> [TEXT]:
Lilja 4-ever

Lilja 4-ever

Infobox_Film
name = Lilja 4-ever



caption = Movie poster
writer = Lukas Moodysson
starring = Oksana Akinshina,
Artyom Bogucharsky,
Lyubov Agapova,
Liliya Shinkaryova
director = Lukas Moodysson
producer = Lars Jönsson
music = Nathan Larson
cinematography = Ulf Brantås
editing = Michal Leszczylowski, Oleg Morgunov, Bernhard Winkler
distributor = Sonet Film
released = August 23, 2002
runtime = 109 min.
language = Russian
Swedish
English
country = flagicon|Sweden Sweden
flagicon|Denmark Denmark
budget = $322,530
amg_id = 1:271669
imdb_id = 0300140

Lilja 4-ever is a 2002 drama film. It is Swedish director Lukas Moodysson's third full length film which marks a sharp change of mood from his previous two films, the uplifting love story "Show Me Love" and the 1970s comedy "Together". "Lilya 4-Ever" is an unremittingly brutal and realistic story of the downward spiral of Lilya (Oksana Akinshina), a girl in the former Soviet Union, whose mother abandons her to move to the United States. The story is based on the life of Dangoule Rasalaite and examines the issue of trafficking in human beings and sexual slavery.

Plot

The film starts with a figure running desperately towards a motorway bridge, with a factory belching smoke in the background, to a soundtrack of "Mein Herz brennt" by Rammstein. When the figure turns around the film introduces the audience to Lilya, who has recently been brutally beaten. The film reveals her past.

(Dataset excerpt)
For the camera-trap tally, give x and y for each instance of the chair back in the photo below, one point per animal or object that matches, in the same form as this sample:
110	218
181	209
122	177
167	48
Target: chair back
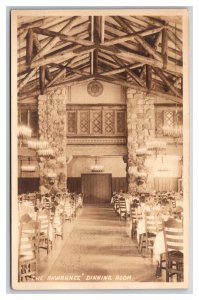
173	234
29	239
44	218
153	223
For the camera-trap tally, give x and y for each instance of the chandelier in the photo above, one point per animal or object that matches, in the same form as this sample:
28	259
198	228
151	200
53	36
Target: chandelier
96	167
24	131
37	144
48	152
28	168
176	131
156	145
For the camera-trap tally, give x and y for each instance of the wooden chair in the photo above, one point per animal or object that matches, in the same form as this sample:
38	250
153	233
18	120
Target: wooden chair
122	208
28	250
173	234
58	223
116	205
45	241
68	212
152	226
135	217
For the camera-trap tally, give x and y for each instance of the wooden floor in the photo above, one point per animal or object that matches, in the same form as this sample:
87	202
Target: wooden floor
95	244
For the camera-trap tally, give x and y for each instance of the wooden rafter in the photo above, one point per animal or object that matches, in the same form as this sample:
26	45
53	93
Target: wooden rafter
176	69
55	39
164	47
62	37
139	39
128	37
139	88
128	71
168	83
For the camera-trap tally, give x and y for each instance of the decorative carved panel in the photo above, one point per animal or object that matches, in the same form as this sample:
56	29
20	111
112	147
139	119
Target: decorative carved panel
96	123
159	122
109	122
84	122
72	122
169	117
121	122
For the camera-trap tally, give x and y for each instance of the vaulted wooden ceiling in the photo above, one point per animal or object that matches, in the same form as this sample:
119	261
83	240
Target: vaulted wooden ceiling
142	52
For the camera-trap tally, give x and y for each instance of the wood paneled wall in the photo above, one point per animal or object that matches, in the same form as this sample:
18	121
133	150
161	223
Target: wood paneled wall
74	184
118	183
166	184
28	185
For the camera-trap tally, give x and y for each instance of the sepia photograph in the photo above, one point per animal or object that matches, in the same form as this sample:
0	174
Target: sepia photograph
100	149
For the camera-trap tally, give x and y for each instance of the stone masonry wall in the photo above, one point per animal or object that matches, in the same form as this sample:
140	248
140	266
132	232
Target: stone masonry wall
52	128
140	128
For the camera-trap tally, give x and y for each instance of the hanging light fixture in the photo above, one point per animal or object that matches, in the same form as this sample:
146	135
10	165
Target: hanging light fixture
24	131
96	167
38	144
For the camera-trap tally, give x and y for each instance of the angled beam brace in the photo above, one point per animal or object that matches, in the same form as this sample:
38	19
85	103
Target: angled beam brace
62	37
139	39
54	40
129	72
168	83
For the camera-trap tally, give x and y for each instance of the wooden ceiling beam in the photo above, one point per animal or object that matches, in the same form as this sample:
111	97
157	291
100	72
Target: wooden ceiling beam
167	81
176	41
155	22
128	37
176	69
164	47
139	88
62	36
62	55
128	71
139	39
73	82
56	27
29	46
120	70
55	39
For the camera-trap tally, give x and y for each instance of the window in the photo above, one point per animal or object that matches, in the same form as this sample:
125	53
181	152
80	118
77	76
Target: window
29	117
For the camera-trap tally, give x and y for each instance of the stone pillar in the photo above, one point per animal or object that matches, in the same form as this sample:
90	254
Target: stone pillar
52	128
141	129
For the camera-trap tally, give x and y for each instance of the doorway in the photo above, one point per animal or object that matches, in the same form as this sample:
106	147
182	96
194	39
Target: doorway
96	187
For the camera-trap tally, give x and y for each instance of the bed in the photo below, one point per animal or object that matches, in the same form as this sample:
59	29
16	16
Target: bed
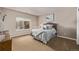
45	33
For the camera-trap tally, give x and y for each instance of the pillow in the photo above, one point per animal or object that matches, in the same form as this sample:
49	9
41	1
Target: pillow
49	26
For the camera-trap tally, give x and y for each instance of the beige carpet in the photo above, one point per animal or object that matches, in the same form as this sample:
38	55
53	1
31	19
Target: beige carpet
27	43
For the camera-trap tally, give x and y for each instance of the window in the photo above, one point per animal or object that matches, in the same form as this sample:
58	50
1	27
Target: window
22	23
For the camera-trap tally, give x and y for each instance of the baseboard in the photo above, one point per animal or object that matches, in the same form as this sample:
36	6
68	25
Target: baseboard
66	37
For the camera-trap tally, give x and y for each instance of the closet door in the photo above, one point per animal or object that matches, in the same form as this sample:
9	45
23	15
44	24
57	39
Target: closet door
78	26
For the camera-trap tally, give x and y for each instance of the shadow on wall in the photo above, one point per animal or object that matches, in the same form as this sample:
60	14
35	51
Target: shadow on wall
66	31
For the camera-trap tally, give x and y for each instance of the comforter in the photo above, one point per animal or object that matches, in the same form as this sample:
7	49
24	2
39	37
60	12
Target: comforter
43	35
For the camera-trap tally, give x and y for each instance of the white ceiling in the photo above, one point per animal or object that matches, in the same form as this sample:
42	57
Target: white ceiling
33	10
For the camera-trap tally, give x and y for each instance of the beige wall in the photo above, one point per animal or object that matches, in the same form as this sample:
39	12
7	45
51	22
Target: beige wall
10	22
66	21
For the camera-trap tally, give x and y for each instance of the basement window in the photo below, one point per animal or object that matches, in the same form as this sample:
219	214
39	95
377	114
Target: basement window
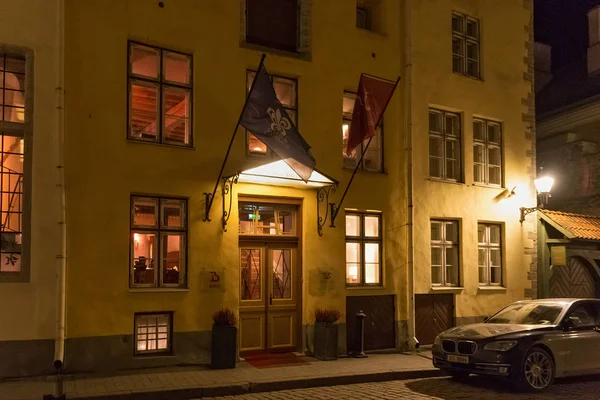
153	333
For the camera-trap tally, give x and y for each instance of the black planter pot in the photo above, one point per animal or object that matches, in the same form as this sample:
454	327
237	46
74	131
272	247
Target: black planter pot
223	349
326	341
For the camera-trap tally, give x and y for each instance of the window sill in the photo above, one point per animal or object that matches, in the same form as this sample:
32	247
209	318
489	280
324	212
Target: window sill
158	290
172	146
367	287
447	288
491	289
446	181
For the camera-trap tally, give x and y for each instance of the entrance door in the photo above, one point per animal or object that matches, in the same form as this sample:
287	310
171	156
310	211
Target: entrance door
573	280
434	313
268	298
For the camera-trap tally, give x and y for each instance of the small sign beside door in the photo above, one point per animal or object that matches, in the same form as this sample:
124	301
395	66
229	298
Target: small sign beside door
558	255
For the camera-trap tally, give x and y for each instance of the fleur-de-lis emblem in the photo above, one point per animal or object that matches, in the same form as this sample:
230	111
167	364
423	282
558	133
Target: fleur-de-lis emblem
279	124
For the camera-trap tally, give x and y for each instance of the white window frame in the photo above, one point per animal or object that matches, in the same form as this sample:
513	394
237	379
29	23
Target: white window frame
144	324
23	130
443	244
160	233
364	240
488	247
445	137
486	146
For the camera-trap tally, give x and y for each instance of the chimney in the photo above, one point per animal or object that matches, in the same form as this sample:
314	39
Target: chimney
594	41
543	64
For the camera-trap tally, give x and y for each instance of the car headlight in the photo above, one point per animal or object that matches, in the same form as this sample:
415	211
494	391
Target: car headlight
503	345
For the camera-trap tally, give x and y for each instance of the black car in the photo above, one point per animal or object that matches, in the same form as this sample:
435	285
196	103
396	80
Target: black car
527	342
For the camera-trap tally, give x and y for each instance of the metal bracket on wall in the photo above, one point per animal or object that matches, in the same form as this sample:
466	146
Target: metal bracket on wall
228	190
323	194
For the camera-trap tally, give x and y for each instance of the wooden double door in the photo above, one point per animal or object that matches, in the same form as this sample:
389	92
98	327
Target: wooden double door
269	297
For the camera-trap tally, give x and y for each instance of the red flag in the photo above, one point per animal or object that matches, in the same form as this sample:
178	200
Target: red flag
371	100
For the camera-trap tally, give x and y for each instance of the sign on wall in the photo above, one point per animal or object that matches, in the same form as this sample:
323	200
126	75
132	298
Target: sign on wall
558	255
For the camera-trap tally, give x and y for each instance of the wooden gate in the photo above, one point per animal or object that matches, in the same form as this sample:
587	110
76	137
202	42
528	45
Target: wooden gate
572	280
380	325
434	313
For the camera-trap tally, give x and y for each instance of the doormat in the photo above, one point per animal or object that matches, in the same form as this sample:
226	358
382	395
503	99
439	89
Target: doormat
276	360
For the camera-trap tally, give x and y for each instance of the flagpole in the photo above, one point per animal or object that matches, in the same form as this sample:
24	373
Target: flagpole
335	210
211	197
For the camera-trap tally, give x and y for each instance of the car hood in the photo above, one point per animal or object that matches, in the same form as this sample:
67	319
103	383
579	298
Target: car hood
483	331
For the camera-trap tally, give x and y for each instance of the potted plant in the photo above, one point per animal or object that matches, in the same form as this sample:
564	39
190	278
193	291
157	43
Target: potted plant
326	333
223	352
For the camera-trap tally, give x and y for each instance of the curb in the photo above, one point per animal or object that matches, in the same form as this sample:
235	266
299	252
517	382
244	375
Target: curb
261	387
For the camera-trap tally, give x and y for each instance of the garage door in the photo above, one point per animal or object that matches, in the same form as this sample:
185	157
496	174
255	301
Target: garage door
434	313
572	280
380	325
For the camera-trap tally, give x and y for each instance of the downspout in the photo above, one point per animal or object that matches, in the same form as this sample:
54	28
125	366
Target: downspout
61	257
412	341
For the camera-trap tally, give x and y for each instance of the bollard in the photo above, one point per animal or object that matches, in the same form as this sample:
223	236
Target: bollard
360	336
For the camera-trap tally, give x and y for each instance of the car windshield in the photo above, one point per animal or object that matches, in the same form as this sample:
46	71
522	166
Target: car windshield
528	314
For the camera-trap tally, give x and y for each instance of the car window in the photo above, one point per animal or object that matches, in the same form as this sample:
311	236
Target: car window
585	315
528	313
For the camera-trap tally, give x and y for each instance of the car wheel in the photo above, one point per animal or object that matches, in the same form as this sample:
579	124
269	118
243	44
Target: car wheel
537	373
459	375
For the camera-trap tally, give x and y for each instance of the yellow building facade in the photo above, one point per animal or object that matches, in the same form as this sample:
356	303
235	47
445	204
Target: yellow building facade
153	91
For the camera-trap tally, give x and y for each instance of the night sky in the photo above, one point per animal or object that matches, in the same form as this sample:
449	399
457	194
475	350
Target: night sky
563	25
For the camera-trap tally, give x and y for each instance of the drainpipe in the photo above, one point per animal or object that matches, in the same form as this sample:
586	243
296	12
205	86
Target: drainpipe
412	341
61	257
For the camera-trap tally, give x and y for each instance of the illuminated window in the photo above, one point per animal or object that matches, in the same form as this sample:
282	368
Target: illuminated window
465	45
490	254
286	91
267	219
153	333
158	242
160	95
487	152
363	249
444	253
444	145
373	159
14	137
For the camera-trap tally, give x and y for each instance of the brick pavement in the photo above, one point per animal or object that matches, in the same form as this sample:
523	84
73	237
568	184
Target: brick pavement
190	382
476	388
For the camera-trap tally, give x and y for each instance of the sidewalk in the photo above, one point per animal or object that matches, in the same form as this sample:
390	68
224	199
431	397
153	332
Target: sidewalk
196	382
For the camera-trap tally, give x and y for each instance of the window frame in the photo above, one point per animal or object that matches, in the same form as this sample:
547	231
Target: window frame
347	117
443	245
488	246
465	40
268	44
170	335
487	145
445	138
23	130
159	231
269	154
160	83
362	240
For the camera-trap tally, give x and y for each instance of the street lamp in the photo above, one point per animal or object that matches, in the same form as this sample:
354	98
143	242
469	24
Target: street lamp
543	186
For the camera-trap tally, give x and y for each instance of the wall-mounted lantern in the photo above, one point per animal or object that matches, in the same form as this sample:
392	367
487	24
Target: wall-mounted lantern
543	186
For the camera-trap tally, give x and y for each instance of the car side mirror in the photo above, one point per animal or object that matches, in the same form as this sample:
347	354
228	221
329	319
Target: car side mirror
572	322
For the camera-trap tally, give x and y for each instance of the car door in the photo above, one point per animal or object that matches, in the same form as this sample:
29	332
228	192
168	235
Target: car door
583	339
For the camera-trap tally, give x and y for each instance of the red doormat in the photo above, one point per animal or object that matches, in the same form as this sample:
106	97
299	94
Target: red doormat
275	360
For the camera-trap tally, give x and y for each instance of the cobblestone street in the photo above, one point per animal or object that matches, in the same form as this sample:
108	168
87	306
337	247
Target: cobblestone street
476	388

> [PROBLEM A]:
Please answer these questions about the Lilja 4-ever article:
(i) Who is credited with the music for the film?
(ii) Whose life is the story based on?
(iii) Which song plays as the film opens?
> [PROBLEM B]: Pick up the Lilja 4-ever article where it stops and continue its plot section.
The data is not needed for any task.

> [OUTPUT A]:
(i) Nathan Larson
(ii) Dangoule Rasalaite
(iii) "Mein Herz brennt" by Rammstein

> [OUTPUT B]:
Lilya lives a fairly bleak life with her mother in a run down apartment block, but for all intents and purposes is a normal teenage girl (albeit an impoverished one). Lilya's mother tells her they are emigrating to the United States with her new boyfriend, but at the last minute Lilya is left behind, in the care of her aunt. A forced move into a squalid flat (while the Aunt moves herself into the larger, nicer flat that Lilya and her mother had lived in) is only the beginning, and a succession of miseries are heaped upon Lilya. Lilya's best friend encourages her to join her in prostituting herself for extra cash, though Lilya decides not to prostitute herself. However, when the friend's father finds the money the friend claims that she was the one who sat at the bar while Lilya prostituted herself. Not content with ruining Lilya's reputation at home, the story soon goes round school and results in a gang of boys from her neighborhood viciously raping her. As Lilya has been abandoned, she now really does have to prostitute herself for money to live. One glimmer of hope is her friend Volodya (Artyom Bogucharsky), abused and rejected by his alcoholic father, with whom she forms a tender protective relationship. Another glimmer of hope is Andrei (Pavel Ponomaryov), who becomes her boyfriend and offers her a job in Sweden. But all is not what it seems, and only bad things await Lilya when she arrives there.

After arriving in Sweden, she is greeted by her future "employer" (in reality, a pimp) and taken to a nearly empty apartment where he imprisons her. Lilya is raped by the pimp and she is then forced to perform sexual acts for her pimp's clients, while he reaps all the financial gain; all the abuse is seen from Lilya's point of view.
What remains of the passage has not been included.